• _Passage_
Posted in Contemplations, Fears and Worries

Puzzling Times by Ginger Keller Gannaway

Putting a jigsaw puzzle together with pieces that look like they should fit together but don’t takes patience, tons of it. And it takes careful noticing. Does the piece I need have two knobs and two holes (also called keys & locks or tabs & pockets)? Or three knobs and one hole? Are the knobs on opposite sides of the piece or next to one another? What colors am I looking for? Are the pieces skinny, fat, large or small? Does my sought after piece have unique curves or weird indentations? Good lighting is crucial, as is enough space – to spread out all those pieces and divide the colors and designs of the puzzle. But PATIENCE is what I need most of.

Some people are drawn to puzzles. These COVID Days can feel long, boring, repetitive, and uncertain because the future ain’t nothing but a fat, shaky, stuck-up question mark! During these pandemic months, jigsaw puzzles have soared in popularity. Perhaps people stuck inside enjoy the challenge and the distraction of complicated puzzles. However, in my speck of space, I have a complicated relationship with jigsaw puzzles – I loathe them but can’t seem to avoid them.

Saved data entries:
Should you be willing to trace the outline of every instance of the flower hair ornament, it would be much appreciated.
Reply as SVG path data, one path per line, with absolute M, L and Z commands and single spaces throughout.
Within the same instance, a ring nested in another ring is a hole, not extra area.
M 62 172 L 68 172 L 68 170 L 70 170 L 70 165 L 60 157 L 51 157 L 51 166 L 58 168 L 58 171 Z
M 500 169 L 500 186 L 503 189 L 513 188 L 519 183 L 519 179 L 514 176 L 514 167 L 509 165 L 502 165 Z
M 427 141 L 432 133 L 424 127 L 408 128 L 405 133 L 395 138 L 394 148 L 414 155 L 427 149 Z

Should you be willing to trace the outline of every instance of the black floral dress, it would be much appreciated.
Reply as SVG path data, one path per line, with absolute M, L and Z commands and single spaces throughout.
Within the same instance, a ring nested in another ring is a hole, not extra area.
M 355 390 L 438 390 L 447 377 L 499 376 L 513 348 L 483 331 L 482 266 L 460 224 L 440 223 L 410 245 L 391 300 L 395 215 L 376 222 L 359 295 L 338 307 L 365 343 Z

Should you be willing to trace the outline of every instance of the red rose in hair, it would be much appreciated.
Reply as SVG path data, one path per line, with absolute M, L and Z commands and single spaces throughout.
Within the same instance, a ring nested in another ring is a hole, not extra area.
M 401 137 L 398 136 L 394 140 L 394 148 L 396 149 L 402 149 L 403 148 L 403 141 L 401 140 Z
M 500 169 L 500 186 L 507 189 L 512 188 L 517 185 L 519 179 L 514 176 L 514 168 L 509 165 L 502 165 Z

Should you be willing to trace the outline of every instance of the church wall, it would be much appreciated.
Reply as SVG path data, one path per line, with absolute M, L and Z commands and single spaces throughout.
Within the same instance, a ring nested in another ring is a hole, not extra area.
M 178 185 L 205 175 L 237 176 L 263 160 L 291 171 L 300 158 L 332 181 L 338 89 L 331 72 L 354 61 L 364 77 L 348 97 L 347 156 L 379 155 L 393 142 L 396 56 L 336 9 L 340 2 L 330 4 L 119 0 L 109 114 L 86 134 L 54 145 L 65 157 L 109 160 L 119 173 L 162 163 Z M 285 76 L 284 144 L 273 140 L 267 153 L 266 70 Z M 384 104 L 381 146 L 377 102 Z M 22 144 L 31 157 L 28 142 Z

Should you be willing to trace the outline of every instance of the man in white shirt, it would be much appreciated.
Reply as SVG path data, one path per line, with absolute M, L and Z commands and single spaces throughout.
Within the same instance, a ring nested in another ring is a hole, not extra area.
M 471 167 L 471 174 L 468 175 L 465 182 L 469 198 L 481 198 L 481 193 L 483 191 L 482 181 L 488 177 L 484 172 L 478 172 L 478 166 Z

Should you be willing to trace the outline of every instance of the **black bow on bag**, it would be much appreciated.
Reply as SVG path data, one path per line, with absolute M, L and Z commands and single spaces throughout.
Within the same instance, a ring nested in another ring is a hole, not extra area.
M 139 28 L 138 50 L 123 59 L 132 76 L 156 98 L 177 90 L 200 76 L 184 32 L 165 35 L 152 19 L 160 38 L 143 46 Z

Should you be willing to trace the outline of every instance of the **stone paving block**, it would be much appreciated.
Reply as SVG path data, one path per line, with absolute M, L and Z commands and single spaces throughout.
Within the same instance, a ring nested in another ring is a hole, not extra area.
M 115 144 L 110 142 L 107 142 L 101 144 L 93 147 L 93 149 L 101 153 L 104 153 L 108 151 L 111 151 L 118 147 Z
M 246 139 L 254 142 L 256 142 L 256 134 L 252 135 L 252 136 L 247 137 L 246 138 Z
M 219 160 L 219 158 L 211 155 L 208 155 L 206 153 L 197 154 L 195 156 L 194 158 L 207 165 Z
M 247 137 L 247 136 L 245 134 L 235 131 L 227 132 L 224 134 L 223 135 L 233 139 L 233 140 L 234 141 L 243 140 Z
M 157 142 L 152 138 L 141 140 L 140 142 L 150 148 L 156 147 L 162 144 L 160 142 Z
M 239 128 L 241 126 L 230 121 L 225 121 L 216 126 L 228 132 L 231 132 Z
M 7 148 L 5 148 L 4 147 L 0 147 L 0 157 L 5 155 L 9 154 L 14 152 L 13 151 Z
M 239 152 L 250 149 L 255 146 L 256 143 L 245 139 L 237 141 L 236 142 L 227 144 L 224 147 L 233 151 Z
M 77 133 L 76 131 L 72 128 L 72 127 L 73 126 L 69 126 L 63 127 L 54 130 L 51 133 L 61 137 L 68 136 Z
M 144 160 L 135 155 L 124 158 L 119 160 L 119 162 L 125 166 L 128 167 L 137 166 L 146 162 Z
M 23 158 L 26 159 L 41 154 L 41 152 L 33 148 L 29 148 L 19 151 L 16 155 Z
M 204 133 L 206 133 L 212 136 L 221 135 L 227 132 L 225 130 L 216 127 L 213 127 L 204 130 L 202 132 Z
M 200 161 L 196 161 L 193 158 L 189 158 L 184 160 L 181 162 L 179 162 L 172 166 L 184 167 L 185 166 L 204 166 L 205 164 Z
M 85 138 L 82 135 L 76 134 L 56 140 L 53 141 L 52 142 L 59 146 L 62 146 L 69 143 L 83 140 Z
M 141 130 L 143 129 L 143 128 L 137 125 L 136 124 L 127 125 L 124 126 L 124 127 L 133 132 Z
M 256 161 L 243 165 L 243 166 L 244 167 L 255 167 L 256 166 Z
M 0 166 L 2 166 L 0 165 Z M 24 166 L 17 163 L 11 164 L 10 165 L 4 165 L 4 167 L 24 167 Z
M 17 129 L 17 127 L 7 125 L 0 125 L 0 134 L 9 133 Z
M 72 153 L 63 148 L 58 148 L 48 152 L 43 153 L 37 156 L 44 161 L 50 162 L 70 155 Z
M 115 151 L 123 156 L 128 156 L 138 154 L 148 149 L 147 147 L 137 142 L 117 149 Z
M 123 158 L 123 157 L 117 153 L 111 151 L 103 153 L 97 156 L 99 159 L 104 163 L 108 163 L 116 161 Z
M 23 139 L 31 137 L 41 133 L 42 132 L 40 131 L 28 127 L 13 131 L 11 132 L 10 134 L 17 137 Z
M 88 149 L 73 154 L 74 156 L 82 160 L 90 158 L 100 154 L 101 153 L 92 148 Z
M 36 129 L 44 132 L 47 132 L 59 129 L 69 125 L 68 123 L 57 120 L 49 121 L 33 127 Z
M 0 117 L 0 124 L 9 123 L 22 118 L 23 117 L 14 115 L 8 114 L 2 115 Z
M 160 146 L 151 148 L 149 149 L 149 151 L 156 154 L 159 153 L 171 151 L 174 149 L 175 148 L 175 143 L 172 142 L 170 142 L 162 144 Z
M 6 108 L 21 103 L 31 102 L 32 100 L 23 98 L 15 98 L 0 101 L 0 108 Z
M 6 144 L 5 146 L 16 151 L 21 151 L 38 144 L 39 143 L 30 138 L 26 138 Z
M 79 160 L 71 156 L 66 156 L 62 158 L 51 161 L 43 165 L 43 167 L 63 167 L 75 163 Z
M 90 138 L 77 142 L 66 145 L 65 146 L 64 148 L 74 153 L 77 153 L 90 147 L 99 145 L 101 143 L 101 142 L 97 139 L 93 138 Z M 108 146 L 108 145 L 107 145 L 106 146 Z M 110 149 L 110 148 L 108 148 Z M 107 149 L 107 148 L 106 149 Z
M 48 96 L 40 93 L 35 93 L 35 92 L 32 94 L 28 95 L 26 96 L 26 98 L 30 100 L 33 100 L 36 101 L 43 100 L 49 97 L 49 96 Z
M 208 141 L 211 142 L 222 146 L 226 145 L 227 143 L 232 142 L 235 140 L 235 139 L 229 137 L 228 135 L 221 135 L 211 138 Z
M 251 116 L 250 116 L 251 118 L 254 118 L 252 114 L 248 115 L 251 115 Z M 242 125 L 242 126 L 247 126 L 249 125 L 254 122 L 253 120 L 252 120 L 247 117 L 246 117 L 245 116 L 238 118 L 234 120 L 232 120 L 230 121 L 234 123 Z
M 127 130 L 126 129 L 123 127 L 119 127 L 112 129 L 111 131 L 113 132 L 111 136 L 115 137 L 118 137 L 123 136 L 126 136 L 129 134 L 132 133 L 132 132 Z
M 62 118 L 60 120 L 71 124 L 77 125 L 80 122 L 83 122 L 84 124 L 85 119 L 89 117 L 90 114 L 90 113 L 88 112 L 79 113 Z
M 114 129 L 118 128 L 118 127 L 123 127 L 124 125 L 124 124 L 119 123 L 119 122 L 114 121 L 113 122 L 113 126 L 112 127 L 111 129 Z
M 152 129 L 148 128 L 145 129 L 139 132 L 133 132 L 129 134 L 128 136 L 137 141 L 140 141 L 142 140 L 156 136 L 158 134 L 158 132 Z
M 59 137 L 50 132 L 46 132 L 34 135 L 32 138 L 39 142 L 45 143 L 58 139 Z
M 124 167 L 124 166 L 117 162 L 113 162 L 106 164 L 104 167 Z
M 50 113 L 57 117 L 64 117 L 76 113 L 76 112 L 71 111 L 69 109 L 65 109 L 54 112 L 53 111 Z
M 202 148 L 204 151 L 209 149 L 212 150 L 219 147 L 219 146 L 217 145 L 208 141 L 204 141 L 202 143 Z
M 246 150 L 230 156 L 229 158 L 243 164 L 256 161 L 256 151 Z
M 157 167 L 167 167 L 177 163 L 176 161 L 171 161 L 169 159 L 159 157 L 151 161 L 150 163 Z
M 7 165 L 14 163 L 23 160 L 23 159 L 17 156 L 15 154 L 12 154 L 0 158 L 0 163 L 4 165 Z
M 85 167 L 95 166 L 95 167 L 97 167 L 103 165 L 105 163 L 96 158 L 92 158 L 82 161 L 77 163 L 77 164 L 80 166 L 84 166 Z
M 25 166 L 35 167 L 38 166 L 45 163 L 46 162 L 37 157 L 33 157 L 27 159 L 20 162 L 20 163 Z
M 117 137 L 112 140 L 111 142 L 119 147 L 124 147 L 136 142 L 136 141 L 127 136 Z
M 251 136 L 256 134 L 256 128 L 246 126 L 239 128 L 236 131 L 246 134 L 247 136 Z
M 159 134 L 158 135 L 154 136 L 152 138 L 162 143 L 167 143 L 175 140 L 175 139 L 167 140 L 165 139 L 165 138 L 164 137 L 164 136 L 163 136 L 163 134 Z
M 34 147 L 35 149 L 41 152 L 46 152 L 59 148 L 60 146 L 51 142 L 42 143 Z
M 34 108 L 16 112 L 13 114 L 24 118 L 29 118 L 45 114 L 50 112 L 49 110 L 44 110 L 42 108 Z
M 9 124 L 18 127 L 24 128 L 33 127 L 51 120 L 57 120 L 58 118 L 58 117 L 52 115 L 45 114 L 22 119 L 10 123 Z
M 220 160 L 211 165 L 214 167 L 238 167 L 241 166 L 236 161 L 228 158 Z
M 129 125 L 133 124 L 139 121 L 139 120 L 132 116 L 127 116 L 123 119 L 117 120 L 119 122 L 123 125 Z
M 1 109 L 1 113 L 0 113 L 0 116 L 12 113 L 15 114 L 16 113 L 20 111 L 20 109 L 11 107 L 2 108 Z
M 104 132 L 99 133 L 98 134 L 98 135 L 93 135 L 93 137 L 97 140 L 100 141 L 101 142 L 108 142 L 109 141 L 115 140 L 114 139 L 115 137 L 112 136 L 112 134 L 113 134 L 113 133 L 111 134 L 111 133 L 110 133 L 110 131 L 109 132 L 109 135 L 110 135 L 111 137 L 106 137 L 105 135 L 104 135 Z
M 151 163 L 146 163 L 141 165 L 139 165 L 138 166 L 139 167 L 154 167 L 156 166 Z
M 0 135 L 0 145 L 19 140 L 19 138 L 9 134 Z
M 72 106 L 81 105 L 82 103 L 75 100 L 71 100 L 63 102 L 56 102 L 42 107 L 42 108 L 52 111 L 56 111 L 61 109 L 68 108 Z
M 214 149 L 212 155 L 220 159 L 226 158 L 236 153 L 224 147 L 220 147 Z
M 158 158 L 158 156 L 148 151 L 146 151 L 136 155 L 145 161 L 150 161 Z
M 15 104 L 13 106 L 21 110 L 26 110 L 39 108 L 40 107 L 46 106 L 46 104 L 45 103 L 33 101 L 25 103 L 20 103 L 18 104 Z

• _Activity list_
1. According to the jigsaw puzzle essay, what does the writer need most of when putting a puzzle together?
2. Rewrite the part of the jigsaw puzzle essay starting at "Putting a jigsaw" and ending at "need most of.", changing "lighting" to "ventilation".
3. Write what comes next in the jigsaw puzzle essay, picking up after its last sentence.
The records are separate material, unrelated to the jigsaw puzzle essay.

• _Your written answers_
1. Patience.

2.
Putting a jigsaw puzzle together with pieces that look like they should fit together but don’t takes patience, tons of it. And it takes careful noticing. Does the piece I need have two knobs and two holes (also called keys & locks or tabs & pockets)? Or three knobs and one hole? Are the knobs on opposite sides of the piece or next to one another? What colors am I looking for? Are the pieces skinny, fat, large or small? Does my sought after piece have unique curves or weird indentations? Good ventilation is crucial, as is enough space – to spread out all those pieces and divide the colors and designs of the puzzle. But PATIENCE is what I need most of.

3.
During the second week of 2021 our good friend Sandra gave Gary a 1000 piece jigsaw that depicted the Dracula movie poster from 1931. This gift took up over eighteen square feet in our den of 100 square feet in a condo of just over 900 square feet. Both our coffee/dining table and a folding table we had stored in a closet were covered with 1,026 ( the true number of puzzle pieces) stiff paperboard pieces, leaving no room for four tv controllers and our dinner plates. I felt like the puzzle’s Bela Lugosi vampire had his arms raised and his cape spread open, forever looming over me in my home. The poster depicted the caped bloodsucker with outspread arms hovering over the red letters of his name with a huge spider web backdrop. It was almost all black except for Dracula’s red name and a few yellow accents. Over a thousand pieces of frustration! 

It took us five weeks to complete that jigsaw, and it would have taken double that time if our son had not stopped by to help us so often. Casey has the gifted puzzler’s keen eye and the stamina that can study the photo on the puzzle box, scan a few hundred same-colored pieces, locate the needed one with the correct holes and nubs and neatly snap it into place before wanting to scream and run from the challenge. 

Casey’s skill sometimes inspired me to use my own plodding puzzle strategy: to staring at an empty spot, counting the holes and nubs needed, and then methodically trying every piece of the correct color that has the nubs and holes in the right places. I would try all 211 black pieces with three nubs and one hole as if I were an assembly line worker at the beginning of a shift who fit small round loops into tight square sockets coming down my conveyor belt. I used mechanical movements that made finding the correct puzzle piece catch me off guard.  After 87 minutes of looking, I’d break into an idiotic grin when the piece of cardboard connected with its mate. I’d stand up, slap the edge of the table, tap the piece twice with two fingers and exclaim, “Ah ha!” to my dog sleeping under the folding table.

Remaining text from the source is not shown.